■ TEXT UNDER STUDY:

Scientists at the University of Birmingham have developed a type of eye drop that could potentially revolutionize the treatment of one of the leading causes of blindness in the United Kingdom.
The results of the collaborative research, published in Investigative Ophthalmology and Visual Science, could spell the end of painful injections directly into the eye to treat the increasingly common eye disorder known as age-related macular degeneration.
AMD affects more than 600,000 people in the U.K. and predictions suggest this figure could rise sharply in future because of an aging population. A painless condition that causes people to gradually lose their central vision, usually in both eyes, AMD is currently treated by repeated injections into the eye on a monthly basis over at least three years. However, apart from being an unpleasant procedure for patients to undergo, the injections can cause tearing and infections inside the eye and an increased risk of blindness.

■ TASKS AND EXERCISES:
1 – Based on the article about the new eye drop, say whether each statement below agrees with it. Answer yes or no for each, and quote the deciding words.
(a) More than 600,000 people in the U.K. have AMD.
(b) AMD usually affects only one eye.
(c) The current injections for AMD are given once a week.
2 – In the article about the new eye drop, which journal published the research results?
3 – Carry on the article about the new eye drop from its last sentence.

■ INPUT DATA:
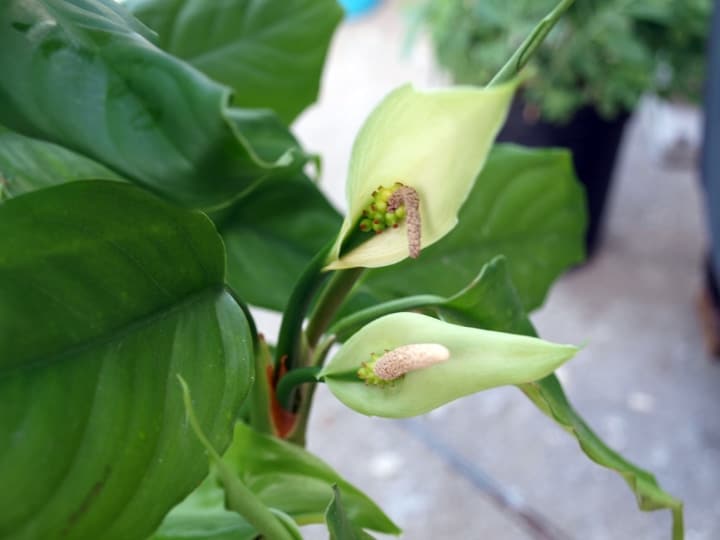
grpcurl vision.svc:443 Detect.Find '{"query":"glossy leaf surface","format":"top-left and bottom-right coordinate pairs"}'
top-left (0, 0), bottom-right (302, 208)
top-left (0, 182), bottom-right (252, 540)
top-left (215, 174), bottom-right (341, 311)
top-left (148, 475), bottom-right (257, 540)
top-left (0, 128), bottom-right (121, 198)
top-left (129, 0), bottom-right (343, 123)
top-left (224, 423), bottom-right (400, 534)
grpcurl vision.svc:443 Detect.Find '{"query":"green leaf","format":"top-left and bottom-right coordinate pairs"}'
top-left (0, 182), bottom-right (252, 540)
top-left (318, 313), bottom-right (577, 418)
top-left (214, 174), bottom-right (341, 311)
top-left (325, 486), bottom-right (372, 540)
top-left (129, 0), bottom-right (343, 124)
top-left (438, 255), bottom-right (683, 540)
top-left (0, 0), bottom-right (304, 208)
top-left (178, 375), bottom-right (302, 540)
top-left (344, 145), bottom-right (585, 313)
top-left (0, 127), bottom-right (122, 198)
top-left (148, 475), bottom-right (257, 540)
top-left (224, 423), bottom-right (400, 534)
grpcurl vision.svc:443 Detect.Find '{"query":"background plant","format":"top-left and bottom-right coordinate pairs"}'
top-left (0, 0), bottom-right (682, 539)
top-left (416, 0), bottom-right (712, 122)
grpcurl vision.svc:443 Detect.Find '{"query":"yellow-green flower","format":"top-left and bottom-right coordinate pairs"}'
top-left (318, 313), bottom-right (578, 418)
top-left (326, 82), bottom-right (516, 270)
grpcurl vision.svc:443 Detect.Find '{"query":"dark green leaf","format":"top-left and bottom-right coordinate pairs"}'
top-left (129, 0), bottom-right (343, 123)
top-left (224, 423), bottom-right (400, 534)
top-left (345, 145), bottom-right (585, 312)
top-left (215, 175), bottom-right (341, 311)
top-left (436, 255), bottom-right (683, 540)
top-left (0, 0), bottom-right (304, 208)
top-left (0, 128), bottom-right (121, 198)
top-left (0, 182), bottom-right (252, 540)
top-left (325, 486), bottom-right (372, 540)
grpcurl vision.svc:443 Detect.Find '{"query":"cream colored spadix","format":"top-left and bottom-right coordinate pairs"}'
top-left (319, 313), bottom-right (578, 418)
top-left (326, 82), bottom-right (516, 270)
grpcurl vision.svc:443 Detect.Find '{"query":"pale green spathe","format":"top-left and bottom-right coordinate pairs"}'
top-left (318, 313), bottom-right (578, 418)
top-left (326, 82), bottom-right (516, 270)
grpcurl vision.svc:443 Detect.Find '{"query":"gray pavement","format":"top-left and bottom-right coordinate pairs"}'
top-left (260, 2), bottom-right (720, 540)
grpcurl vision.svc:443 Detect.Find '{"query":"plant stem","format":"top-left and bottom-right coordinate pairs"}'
top-left (276, 366), bottom-right (320, 411)
top-left (305, 268), bottom-right (365, 348)
top-left (248, 338), bottom-right (275, 435)
top-left (275, 245), bottom-right (331, 380)
top-left (488, 0), bottom-right (575, 86)
top-left (328, 294), bottom-right (447, 341)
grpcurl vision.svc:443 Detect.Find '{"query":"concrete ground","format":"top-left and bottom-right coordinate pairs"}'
top-left (261, 2), bottom-right (720, 540)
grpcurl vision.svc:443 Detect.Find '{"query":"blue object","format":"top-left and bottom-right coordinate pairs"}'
top-left (340, 0), bottom-right (378, 17)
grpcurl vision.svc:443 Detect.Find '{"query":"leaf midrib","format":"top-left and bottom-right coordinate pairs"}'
top-left (0, 285), bottom-right (227, 380)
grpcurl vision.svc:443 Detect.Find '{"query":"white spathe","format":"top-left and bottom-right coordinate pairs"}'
top-left (326, 82), bottom-right (517, 270)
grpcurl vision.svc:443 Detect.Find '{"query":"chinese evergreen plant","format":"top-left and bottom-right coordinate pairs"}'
top-left (0, 0), bottom-right (682, 540)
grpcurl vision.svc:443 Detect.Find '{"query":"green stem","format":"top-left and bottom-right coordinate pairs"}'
top-left (287, 335), bottom-right (335, 446)
top-left (488, 0), bottom-right (575, 86)
top-left (275, 245), bottom-right (332, 374)
top-left (305, 268), bottom-right (365, 348)
top-left (177, 375), bottom-right (293, 540)
top-left (276, 366), bottom-right (320, 411)
top-left (328, 294), bottom-right (447, 341)
top-left (249, 338), bottom-right (275, 435)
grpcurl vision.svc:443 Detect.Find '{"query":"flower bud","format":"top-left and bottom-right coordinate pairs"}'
top-left (326, 82), bottom-right (516, 270)
top-left (319, 313), bottom-right (578, 418)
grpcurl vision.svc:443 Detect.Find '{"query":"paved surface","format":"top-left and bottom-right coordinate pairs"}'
top-left (262, 2), bottom-right (720, 540)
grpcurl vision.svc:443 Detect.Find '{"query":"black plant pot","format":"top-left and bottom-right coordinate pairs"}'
top-left (498, 100), bottom-right (630, 257)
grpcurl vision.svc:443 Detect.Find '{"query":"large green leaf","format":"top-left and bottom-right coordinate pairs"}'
top-left (128, 0), bottom-right (343, 123)
top-left (0, 127), bottom-right (121, 198)
top-left (215, 174), bottom-right (341, 311)
top-left (443, 255), bottom-right (683, 540)
top-left (0, 0), bottom-right (302, 208)
top-left (0, 182), bottom-right (252, 540)
top-left (224, 423), bottom-right (400, 534)
top-left (345, 145), bottom-right (585, 313)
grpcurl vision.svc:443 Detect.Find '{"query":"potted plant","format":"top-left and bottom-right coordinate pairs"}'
top-left (0, 0), bottom-right (683, 540)
top-left (417, 0), bottom-right (712, 252)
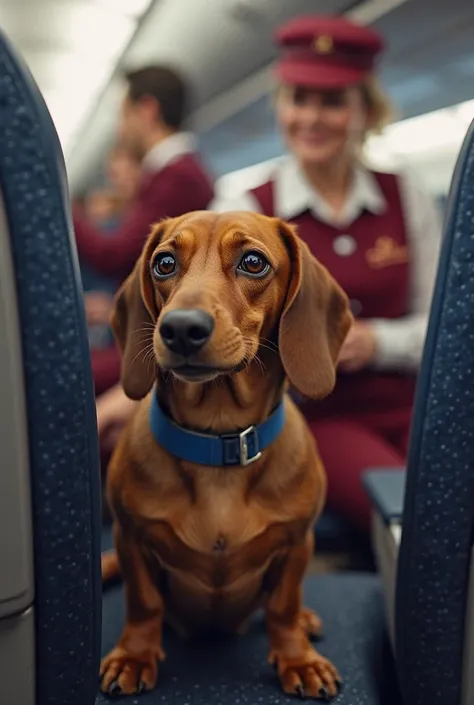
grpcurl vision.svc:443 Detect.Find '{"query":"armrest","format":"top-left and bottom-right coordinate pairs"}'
top-left (363, 468), bottom-right (405, 524)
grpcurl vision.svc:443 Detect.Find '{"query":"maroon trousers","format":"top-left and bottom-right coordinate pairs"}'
top-left (308, 409), bottom-right (411, 532)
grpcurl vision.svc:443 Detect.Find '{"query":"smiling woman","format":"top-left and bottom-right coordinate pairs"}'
top-left (211, 16), bottom-right (441, 530)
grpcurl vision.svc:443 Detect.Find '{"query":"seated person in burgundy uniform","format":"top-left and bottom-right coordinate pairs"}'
top-left (74, 66), bottom-right (213, 282)
top-left (74, 66), bottom-right (213, 404)
top-left (210, 16), bottom-right (441, 530)
top-left (79, 145), bottom-right (141, 395)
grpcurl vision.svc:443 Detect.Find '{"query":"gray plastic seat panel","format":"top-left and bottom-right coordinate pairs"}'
top-left (0, 608), bottom-right (36, 705)
top-left (0, 193), bottom-right (34, 616)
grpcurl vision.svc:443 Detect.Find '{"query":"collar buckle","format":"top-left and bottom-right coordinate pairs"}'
top-left (239, 426), bottom-right (262, 467)
top-left (220, 426), bottom-right (262, 468)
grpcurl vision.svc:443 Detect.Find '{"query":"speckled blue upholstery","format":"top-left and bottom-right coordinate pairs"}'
top-left (0, 28), bottom-right (101, 705)
top-left (396, 117), bottom-right (474, 705)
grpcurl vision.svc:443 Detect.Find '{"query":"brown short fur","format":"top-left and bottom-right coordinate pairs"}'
top-left (101, 212), bottom-right (352, 697)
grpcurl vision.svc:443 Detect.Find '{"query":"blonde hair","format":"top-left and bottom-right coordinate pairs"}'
top-left (359, 74), bottom-right (395, 137)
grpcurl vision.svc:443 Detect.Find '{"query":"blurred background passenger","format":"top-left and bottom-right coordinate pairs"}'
top-left (211, 16), bottom-right (441, 531)
top-left (74, 66), bottom-right (213, 412)
top-left (74, 66), bottom-right (213, 281)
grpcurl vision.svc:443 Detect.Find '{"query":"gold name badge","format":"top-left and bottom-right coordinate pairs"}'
top-left (365, 235), bottom-right (408, 269)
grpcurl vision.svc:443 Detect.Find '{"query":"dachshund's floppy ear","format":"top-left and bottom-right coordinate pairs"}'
top-left (111, 226), bottom-right (161, 400)
top-left (277, 221), bottom-right (353, 399)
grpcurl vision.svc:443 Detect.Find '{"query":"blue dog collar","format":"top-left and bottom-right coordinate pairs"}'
top-left (150, 394), bottom-right (285, 467)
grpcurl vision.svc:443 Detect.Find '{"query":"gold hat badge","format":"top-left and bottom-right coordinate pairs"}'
top-left (313, 34), bottom-right (334, 54)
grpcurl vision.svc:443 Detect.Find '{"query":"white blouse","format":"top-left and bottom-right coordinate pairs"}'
top-left (209, 157), bottom-right (442, 371)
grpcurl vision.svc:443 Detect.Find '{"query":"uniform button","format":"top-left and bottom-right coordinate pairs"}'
top-left (349, 299), bottom-right (362, 318)
top-left (333, 235), bottom-right (357, 257)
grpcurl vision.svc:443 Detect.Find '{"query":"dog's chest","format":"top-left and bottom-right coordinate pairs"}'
top-left (174, 486), bottom-right (268, 556)
top-left (141, 484), bottom-right (305, 591)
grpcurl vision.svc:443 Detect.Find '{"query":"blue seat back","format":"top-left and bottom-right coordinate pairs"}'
top-left (0, 28), bottom-right (101, 705)
top-left (396, 119), bottom-right (474, 705)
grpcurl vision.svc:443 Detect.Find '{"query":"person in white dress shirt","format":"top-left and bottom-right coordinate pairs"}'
top-left (210, 16), bottom-right (441, 530)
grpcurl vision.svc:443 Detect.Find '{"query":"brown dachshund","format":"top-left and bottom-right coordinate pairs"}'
top-left (101, 212), bottom-right (352, 698)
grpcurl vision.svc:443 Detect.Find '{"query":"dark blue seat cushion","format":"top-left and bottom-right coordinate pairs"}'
top-left (0, 26), bottom-right (101, 705)
top-left (315, 509), bottom-right (354, 546)
top-left (97, 574), bottom-right (400, 705)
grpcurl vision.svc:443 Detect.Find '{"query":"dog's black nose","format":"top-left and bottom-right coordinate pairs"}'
top-left (160, 308), bottom-right (214, 357)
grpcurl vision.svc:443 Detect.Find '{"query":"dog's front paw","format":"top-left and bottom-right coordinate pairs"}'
top-left (299, 607), bottom-right (323, 639)
top-left (269, 648), bottom-right (342, 700)
top-left (100, 646), bottom-right (165, 696)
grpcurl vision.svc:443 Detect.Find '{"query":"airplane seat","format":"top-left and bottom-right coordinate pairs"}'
top-left (365, 114), bottom-right (474, 705)
top-left (0, 32), bottom-right (101, 705)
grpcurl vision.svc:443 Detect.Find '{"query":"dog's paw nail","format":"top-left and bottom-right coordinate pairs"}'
top-left (296, 685), bottom-right (306, 700)
top-left (109, 681), bottom-right (122, 695)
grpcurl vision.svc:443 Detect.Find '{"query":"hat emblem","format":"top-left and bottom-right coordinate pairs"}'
top-left (313, 34), bottom-right (334, 54)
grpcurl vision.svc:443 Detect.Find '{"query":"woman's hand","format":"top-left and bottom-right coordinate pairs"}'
top-left (339, 321), bottom-right (376, 372)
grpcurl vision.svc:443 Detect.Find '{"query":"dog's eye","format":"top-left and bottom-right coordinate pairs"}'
top-left (153, 252), bottom-right (176, 279)
top-left (237, 252), bottom-right (270, 277)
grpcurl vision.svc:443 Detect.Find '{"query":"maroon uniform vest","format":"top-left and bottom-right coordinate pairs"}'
top-left (251, 173), bottom-right (415, 420)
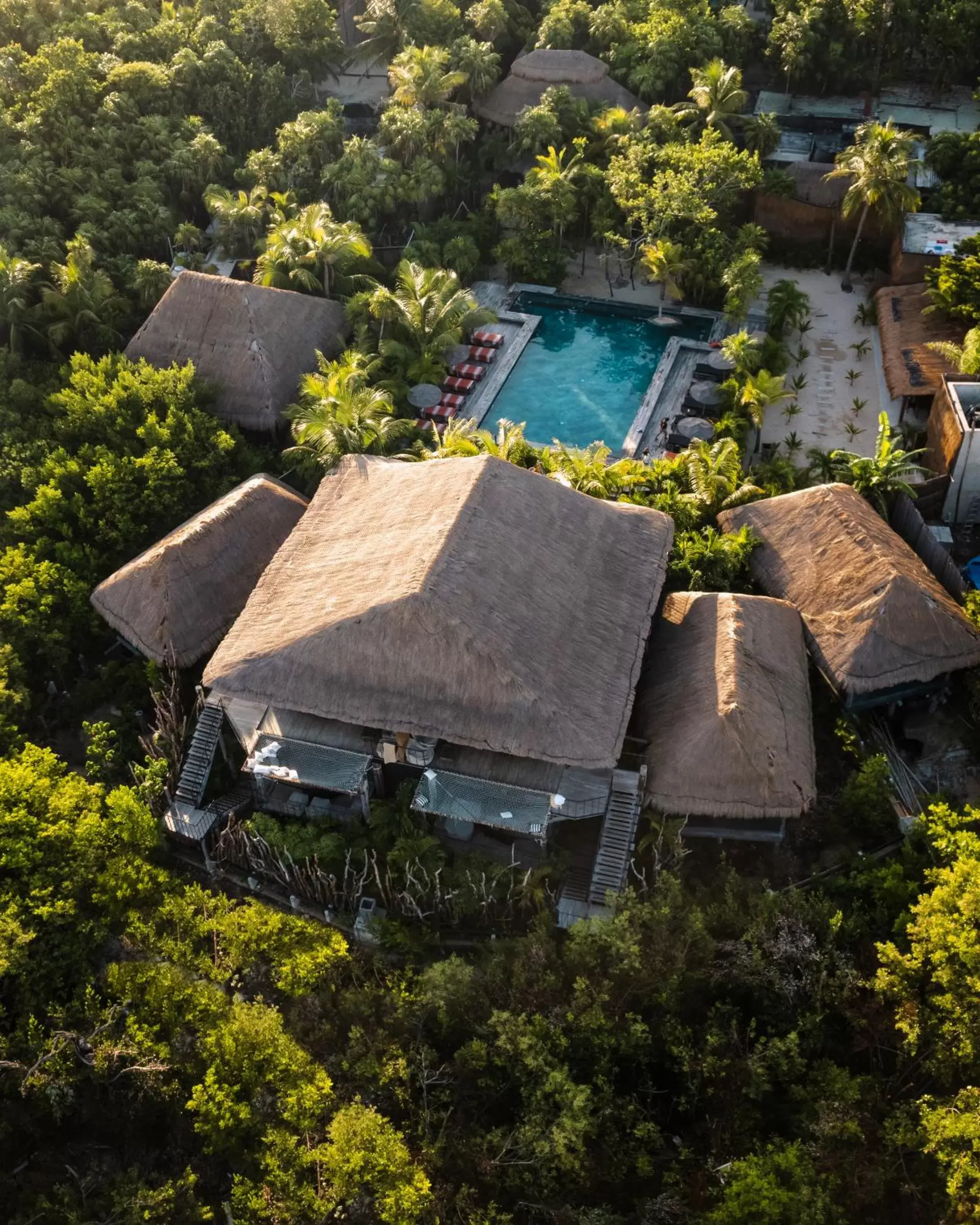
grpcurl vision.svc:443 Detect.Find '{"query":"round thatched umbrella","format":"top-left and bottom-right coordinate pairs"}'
top-left (687, 378), bottom-right (723, 408)
top-left (408, 383), bottom-right (442, 409)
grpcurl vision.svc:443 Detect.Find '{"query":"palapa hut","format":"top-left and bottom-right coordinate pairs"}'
top-left (92, 473), bottom-right (306, 668)
top-left (718, 485), bottom-right (980, 707)
top-left (473, 48), bottom-right (646, 127)
top-left (875, 284), bottom-right (966, 411)
top-left (126, 272), bottom-right (348, 431)
top-left (198, 456), bottom-right (674, 888)
top-left (633, 592), bottom-right (816, 842)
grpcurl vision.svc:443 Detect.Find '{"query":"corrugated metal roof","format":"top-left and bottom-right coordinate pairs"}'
top-left (902, 213), bottom-right (980, 255)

■ ANSWERS BY TASK:
1 –
(a) Yes: "AMD affects more than 600,000 people in the U.K."
(b) No: "usually in both eyes"
(c) No: "on a monthly basis over at least three years"

2 – Investigative Ophthalmology and Visual Science.

3 –
Now scientists led by biochemist Felicity de Cogan, from the University of Birmingham's Institute of Inflammation and Aging, have invented a method of delivering the injected drug as an eye drop instead, and their laboratory research has obtained the same outcomes as the injected drug.
The drop uses a cell-penetrating peptide to deliver the drug to the relevant part of the eye within minutes.
“Efficacious self-administered drug application by eye drop would lead to a significant reduction in adverse outcomes and healthcare costs compared with current treatments,” said de Cogan. “The CPP-plus drug complex also has potential application to other chronic ocular diseases that require drug delivery to the posterior chamber of the eye. We believe this is going to be very important in terms of empowering of patients and reducing the cost of treatment to the NHS.”